Working data below:

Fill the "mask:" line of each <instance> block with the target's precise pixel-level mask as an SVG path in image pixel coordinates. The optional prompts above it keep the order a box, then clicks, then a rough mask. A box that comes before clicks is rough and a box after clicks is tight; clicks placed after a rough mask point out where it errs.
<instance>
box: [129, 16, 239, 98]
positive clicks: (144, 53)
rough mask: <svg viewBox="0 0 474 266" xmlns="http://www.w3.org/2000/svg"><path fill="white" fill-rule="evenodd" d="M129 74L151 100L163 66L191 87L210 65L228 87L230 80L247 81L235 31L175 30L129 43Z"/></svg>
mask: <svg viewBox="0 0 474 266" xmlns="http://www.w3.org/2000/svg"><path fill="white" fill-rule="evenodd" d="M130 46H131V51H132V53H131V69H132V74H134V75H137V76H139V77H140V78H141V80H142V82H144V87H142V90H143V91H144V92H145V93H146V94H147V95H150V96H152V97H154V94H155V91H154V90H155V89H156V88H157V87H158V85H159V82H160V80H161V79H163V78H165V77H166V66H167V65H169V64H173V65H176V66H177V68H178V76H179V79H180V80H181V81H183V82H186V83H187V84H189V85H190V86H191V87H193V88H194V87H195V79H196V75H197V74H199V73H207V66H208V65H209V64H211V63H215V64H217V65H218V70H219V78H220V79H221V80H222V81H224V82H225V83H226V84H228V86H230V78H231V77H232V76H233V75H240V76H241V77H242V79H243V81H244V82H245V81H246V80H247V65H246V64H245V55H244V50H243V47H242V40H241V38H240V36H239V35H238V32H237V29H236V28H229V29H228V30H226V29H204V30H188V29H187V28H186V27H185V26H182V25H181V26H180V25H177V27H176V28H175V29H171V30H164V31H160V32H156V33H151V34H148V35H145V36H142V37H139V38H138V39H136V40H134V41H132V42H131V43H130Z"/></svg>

End of Working data.
Working data below:

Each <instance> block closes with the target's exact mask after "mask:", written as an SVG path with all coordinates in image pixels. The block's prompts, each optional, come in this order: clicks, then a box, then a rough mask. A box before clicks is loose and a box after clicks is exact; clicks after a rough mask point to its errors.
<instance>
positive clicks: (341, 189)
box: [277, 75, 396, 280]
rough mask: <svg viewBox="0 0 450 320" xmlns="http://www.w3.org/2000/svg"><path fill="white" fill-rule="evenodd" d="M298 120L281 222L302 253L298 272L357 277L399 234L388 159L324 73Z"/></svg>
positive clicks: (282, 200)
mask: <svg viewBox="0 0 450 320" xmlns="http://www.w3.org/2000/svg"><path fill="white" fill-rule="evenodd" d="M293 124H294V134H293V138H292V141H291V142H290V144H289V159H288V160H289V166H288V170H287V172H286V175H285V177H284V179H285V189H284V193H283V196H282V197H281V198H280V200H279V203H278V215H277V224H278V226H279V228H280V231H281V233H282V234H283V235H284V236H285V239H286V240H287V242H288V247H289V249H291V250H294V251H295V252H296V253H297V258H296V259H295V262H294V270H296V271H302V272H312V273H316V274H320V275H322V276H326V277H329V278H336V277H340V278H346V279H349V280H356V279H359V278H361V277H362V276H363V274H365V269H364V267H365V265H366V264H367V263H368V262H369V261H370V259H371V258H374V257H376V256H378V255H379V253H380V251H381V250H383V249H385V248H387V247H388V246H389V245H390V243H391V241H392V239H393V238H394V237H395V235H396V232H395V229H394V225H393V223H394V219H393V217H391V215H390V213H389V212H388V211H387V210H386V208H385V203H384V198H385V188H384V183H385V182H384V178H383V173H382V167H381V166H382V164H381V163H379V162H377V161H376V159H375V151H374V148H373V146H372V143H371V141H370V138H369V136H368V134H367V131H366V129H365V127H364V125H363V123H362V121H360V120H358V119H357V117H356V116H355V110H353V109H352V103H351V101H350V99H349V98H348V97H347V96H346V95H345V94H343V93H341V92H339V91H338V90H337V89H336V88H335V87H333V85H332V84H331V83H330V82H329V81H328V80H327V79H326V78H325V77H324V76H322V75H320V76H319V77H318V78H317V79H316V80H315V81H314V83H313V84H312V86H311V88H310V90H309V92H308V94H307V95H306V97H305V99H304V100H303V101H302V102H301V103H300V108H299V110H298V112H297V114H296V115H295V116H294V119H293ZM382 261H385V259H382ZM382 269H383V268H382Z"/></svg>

End of Working data.

### What to do
As listed above, the lines from the line with "where it errs." to the line with "positive clicks: (144, 53)" are to be echoed exactly, with both ends included and nothing added.

### Solution below
Fill the "mask:" line of each <instance> block with the target's precise pixel-level mask as an SVG path in image pixel coordinates. The optional prompts above it keep the order a box, then clicks, then a rough mask. A box that comes before clicks is rough and a box after clicks is tight; clicks placed after a rough mask point out where it errs.
<instance>
box: [129, 16, 239, 98]
positive clicks: (144, 53)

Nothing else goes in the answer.